◆ Work to do ◆
Please rewrite the entries from the first line through the line containing "[0,237,700,392]", both ends included, with every other line kept as is. Increase each bounding box coordinate in the answers by 107.

◆ Source material ◆
-=-=-
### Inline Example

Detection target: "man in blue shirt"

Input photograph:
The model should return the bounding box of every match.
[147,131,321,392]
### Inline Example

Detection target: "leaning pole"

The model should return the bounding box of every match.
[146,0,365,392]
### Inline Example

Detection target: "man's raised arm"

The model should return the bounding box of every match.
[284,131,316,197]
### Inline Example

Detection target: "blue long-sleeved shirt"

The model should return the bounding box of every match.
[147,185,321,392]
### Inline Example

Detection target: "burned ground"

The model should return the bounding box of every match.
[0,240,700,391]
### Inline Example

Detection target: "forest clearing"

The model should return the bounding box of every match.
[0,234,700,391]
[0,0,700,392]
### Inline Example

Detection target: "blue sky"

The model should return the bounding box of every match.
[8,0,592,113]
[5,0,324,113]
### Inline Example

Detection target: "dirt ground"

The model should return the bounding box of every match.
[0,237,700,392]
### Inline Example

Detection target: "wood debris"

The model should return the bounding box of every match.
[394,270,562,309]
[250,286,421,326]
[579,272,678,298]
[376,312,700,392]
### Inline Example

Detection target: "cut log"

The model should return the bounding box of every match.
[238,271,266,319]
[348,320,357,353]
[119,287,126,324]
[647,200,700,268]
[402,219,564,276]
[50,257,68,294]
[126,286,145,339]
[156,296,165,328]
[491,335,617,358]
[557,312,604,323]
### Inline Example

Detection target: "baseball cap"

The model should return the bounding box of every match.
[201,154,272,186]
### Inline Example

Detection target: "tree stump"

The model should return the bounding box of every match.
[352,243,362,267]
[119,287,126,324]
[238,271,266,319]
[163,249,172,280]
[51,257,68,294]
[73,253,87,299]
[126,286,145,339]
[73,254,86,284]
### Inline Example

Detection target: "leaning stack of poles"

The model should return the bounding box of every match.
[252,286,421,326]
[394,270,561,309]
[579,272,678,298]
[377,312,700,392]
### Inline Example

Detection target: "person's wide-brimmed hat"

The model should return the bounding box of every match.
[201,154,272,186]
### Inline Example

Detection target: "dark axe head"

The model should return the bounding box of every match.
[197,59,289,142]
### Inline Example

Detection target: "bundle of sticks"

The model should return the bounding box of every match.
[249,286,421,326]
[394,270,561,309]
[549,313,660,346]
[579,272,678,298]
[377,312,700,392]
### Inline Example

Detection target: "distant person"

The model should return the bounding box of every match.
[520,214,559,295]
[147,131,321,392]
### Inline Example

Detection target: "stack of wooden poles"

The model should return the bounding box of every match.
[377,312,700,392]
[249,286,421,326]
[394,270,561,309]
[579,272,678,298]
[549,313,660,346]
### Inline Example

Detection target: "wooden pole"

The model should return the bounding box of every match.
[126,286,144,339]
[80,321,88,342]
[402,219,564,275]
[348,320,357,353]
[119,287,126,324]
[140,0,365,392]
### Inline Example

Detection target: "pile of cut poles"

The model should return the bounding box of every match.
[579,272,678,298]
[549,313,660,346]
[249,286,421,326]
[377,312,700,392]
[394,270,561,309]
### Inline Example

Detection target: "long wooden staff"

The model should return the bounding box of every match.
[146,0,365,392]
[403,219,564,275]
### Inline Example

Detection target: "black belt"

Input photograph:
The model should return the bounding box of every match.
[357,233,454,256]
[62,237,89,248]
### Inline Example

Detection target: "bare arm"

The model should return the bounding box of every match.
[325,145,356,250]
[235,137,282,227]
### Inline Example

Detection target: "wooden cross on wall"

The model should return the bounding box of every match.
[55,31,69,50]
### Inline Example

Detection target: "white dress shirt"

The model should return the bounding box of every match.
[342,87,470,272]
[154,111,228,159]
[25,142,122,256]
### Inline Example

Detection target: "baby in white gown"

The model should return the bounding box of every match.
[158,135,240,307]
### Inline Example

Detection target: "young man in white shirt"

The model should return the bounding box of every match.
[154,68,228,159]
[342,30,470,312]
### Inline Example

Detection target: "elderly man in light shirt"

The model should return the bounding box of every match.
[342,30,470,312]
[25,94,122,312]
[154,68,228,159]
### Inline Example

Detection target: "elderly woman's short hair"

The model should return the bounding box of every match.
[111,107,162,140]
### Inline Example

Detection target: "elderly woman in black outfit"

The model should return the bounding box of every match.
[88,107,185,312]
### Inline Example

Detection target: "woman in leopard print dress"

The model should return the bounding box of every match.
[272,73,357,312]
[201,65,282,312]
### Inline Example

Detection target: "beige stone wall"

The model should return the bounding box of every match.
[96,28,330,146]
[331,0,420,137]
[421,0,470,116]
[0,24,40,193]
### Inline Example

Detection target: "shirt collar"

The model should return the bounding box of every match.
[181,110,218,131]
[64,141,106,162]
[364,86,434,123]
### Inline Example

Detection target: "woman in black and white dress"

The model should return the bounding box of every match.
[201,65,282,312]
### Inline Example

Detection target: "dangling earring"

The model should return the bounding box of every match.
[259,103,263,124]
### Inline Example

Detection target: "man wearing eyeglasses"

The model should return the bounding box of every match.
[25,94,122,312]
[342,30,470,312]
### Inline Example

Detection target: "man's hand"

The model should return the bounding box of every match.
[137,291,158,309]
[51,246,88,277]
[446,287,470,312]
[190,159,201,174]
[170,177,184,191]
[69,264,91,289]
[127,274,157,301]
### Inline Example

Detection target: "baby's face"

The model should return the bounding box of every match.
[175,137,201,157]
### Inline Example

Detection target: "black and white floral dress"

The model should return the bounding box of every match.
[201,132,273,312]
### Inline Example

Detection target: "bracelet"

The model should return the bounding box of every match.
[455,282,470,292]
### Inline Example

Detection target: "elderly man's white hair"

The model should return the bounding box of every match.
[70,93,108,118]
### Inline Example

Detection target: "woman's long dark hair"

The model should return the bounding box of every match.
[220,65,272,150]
-=-=-
◆ Exercise result ◆
### Inline Example

Detection target: "man in blue shirt"

Input photograph:
The model should return the bounding box of every match.
[254,238,428,499]
### Inline Example

Detection target: "leaning pole"

The model should return the bounding box of every match.
[253,107,472,499]
### Inline Example

Detection target: "man's raised arm"

The model should return the bounding box of every match.
[391,238,423,304]
### Inline Example

Detection target: "blue long-sleeved shirt"

The model should return the bounding box of every match.
[254,292,428,499]
### Inline Example

Detection target: "burned ground"

The model should return the bounding box of every match.
[107,347,807,498]
### Inline Example

Detection target: "forest clearing"

The model should return the bounding box of every match.
[107,341,807,498]
[107,107,807,499]
### Inline Example

Detection target: "blue sky"

The model should return the bounding box of every match.
[115,107,699,220]
[112,107,431,220]
### Inline Example

Detection target: "dirt ground"

The model should return the bounding box of every match.
[107,344,807,499]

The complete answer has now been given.